Exercise directions: Write out the data exactly, keeping every line.

Data to use:
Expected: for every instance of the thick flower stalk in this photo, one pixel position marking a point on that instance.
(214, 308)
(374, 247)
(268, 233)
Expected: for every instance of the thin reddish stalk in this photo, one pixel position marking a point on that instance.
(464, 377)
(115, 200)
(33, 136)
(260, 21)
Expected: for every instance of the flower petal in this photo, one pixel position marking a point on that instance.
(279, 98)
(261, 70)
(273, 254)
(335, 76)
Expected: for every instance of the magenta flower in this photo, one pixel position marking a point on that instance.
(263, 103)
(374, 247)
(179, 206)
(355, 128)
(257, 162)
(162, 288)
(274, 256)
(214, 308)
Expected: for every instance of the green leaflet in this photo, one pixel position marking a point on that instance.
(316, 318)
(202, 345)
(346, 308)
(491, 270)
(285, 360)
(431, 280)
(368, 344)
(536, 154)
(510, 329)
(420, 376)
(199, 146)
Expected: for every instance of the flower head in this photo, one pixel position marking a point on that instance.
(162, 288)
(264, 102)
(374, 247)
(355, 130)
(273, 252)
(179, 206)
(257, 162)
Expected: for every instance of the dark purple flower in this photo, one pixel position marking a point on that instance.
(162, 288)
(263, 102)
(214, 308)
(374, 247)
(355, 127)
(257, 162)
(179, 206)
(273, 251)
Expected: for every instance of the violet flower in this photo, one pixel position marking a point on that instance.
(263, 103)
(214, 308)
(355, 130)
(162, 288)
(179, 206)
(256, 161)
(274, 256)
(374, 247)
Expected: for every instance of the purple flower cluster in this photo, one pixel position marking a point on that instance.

Expected answer:
Expected: for every instance of the thick flower stalk in this photo, one pixel position marking a point on that instance.
(214, 308)
(374, 247)
(268, 233)
Expected: for every instance of the thin reddish stalk in this photo, one pixel position marking a point on that instance.
(464, 377)
(115, 200)
(33, 136)
(260, 21)
Expected: for every instance of the flower petal in this photo, one pixel position marking a point on that instance.
(279, 98)
(261, 70)
(273, 254)
(335, 76)
Expected: for every instance of the magenta flower in this photo, one pixel position marking a point on that instance.
(263, 103)
(374, 247)
(179, 206)
(355, 128)
(257, 162)
(162, 288)
(274, 256)
(214, 308)
Expected: for every instance of the green leaflet in this photo, one pixel position marking a point on that instance.
(316, 318)
(202, 345)
(346, 308)
(491, 270)
(285, 360)
(431, 280)
(368, 344)
(536, 154)
(510, 329)
(420, 376)
(199, 146)
Expected: for every instance of the flower head in this photo, one pixel position marking a point on that instance.
(162, 288)
(264, 102)
(374, 247)
(355, 130)
(273, 252)
(179, 206)
(257, 162)
Expected: for every instance of the dark purple flower in this photo, one pixel position marking a point on that instance.
(162, 288)
(263, 102)
(214, 308)
(374, 247)
(355, 127)
(257, 162)
(179, 206)
(273, 251)
Expected: for every instance of the violet flower in this photo, one pixel position marking a point on that instance.
(263, 103)
(214, 308)
(355, 130)
(162, 288)
(179, 206)
(256, 161)
(274, 256)
(374, 247)
Expected: for every instance of the purple flower cluster in this photo, one pixel position marking a point on that instance.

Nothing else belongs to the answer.